## Given text
┌──

Milestone (Meel Patthar)

Source: Jabberwockee Pictures

‘Milestone’

Ivan Ayr’s Milestone was named best film at the Silver Screen Awards, which closed the 31st Singapore International Film Festival (SGIFF) on Sunday (December 6).

The Indian drama, which premiered in Venice Horizons in September, also won the best performance award for Suvinder Vicky’s turn as an ageing Punjabi trucker who must keep his life’s work from falling apart.

It marks Ayr’s second feature after Delhi crime drama Soni, which also debuted in Horizons in 2018. Milestone has also played Pingyao and Stockholm film festivals.

The jury included filmmakers João Pedro Rodrigues, Mary Stephen, Mouly Surya and John Torres who praised Vicky’s performance as “full of emotion but held together with a beautifully restrained quality”.

The best director award went to Georgian filmmaker Dea Kulumbegashvili, whose debut feature Beginning was described by the jury “as a beautifully crafted piece that demonstrates an exceptionally strong voice from a debut director”.

Set in a remote Georgian town, the film examines the extreme isolation of a woman’s suffering and previously won four awards at San Sebastian including the Golden Shell for best film. It is also Georgia’s entry for the Oscars.

SGIFF announced the winners online. Instead of the traditional physical ceremony, this year’s Silver Screen Awards was a closed-door zoom event for invited VIPs, sponsors, jury and nominated filmmakers. Snippets of the ceremony, including acceptance speeches, will be shared to the public later this week.

Other prizes included the audience choice award, which went to Chew Chia Shao Min and Joant Úbeda’s Sementara, a documentary revealing deeply personal stories of people from different walks of life on issues such as religion, race, identity and mortality.

To mark the closing of this year’s SGIFF, Milestone and Sementara were re-screened in cinemas on December 6 along with best Southeast Asian short film, Riar Rizaldi’s Tellurian Drama, and best Singapore short film, Nelson Yeo’s He’s Not There.

Due to ongoing social distancing rules, the majority of Singapore’s cinema halls can only accommodate up to 80 people. To reach more audiences, SGIFF adopted a hybrid model for its line-up of 72 films.

A total of 65 in-person screenings and 67 online screenings were held during the 11-day festival, which translates to more than 6,600 audience members, while 27 Q&As with 51 directors were conducted. SGIFF is part of the Singapore Media Festival.

└──

## Task objective
In the article on the Silver Screen Awards, which film received the audience choice award?

## Material
┌──

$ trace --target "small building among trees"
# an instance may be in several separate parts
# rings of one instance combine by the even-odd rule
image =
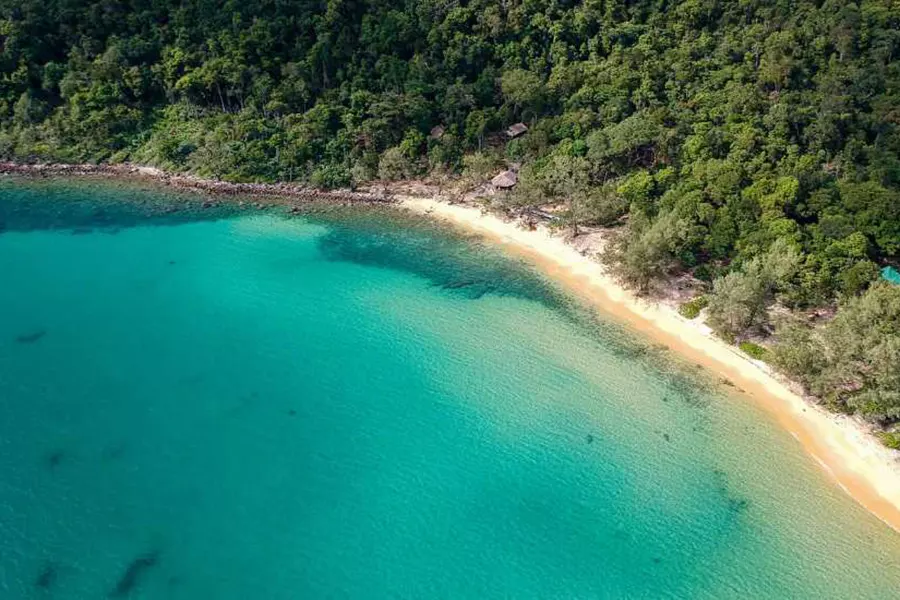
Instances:
[[[491,179],[491,185],[497,189],[508,190],[519,182],[519,176],[515,171],[503,171]]]
[[[510,125],[506,130],[506,135],[510,138],[517,138],[523,133],[528,131],[528,125],[525,123],[516,123],[515,125]]]

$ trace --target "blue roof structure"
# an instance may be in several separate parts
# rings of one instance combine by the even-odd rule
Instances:
[[[900,285],[900,271],[895,269],[894,267],[885,267],[881,270],[881,276],[893,283],[894,285]]]

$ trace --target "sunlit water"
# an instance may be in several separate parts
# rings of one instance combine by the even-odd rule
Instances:
[[[892,598],[746,399],[384,209],[0,182],[0,597]]]

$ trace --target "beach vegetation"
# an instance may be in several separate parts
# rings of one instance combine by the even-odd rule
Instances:
[[[767,360],[769,357],[769,349],[756,342],[744,340],[738,344],[738,348],[740,348],[744,354],[755,360]]]
[[[707,304],[709,304],[709,298],[705,295],[700,295],[679,306],[678,313],[685,319],[696,319],[700,316],[700,312],[706,308]]]
[[[0,0],[0,159],[459,194],[511,169],[492,208],[615,227],[613,273],[708,281],[727,339],[839,306],[776,364],[898,418],[871,306],[900,260],[894,0],[76,4]]]

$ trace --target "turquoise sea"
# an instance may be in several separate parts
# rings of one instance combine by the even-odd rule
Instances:
[[[528,265],[200,200],[0,181],[0,598],[900,593],[762,409]]]

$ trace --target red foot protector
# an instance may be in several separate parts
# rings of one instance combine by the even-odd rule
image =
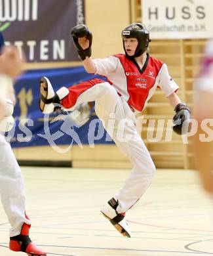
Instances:
[[[23,251],[29,256],[46,256],[47,253],[31,241],[29,237],[30,226],[24,223],[21,234],[10,238],[9,248],[14,251]]]

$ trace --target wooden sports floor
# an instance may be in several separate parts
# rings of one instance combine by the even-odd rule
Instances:
[[[22,167],[31,238],[48,255],[213,255],[213,202],[193,171],[157,170],[146,194],[129,210],[131,238],[121,236],[100,208],[121,186],[127,170]],[[0,256],[9,228],[0,209]]]

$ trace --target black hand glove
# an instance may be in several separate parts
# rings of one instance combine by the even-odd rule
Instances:
[[[191,123],[189,108],[185,103],[179,103],[176,106],[174,111],[176,114],[173,117],[173,123],[176,125],[173,126],[173,131],[180,135],[190,131]]]
[[[92,33],[88,30],[87,26],[84,24],[75,26],[71,31],[71,36],[80,59],[84,60],[87,56],[90,57],[92,54],[91,45],[92,41]],[[89,46],[88,48],[83,50],[79,44],[78,39],[79,37],[83,37],[85,36],[89,41]]]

└──

## Finished exercise
Sementara, by Chew Chia Shao Min and Joant Úbeda.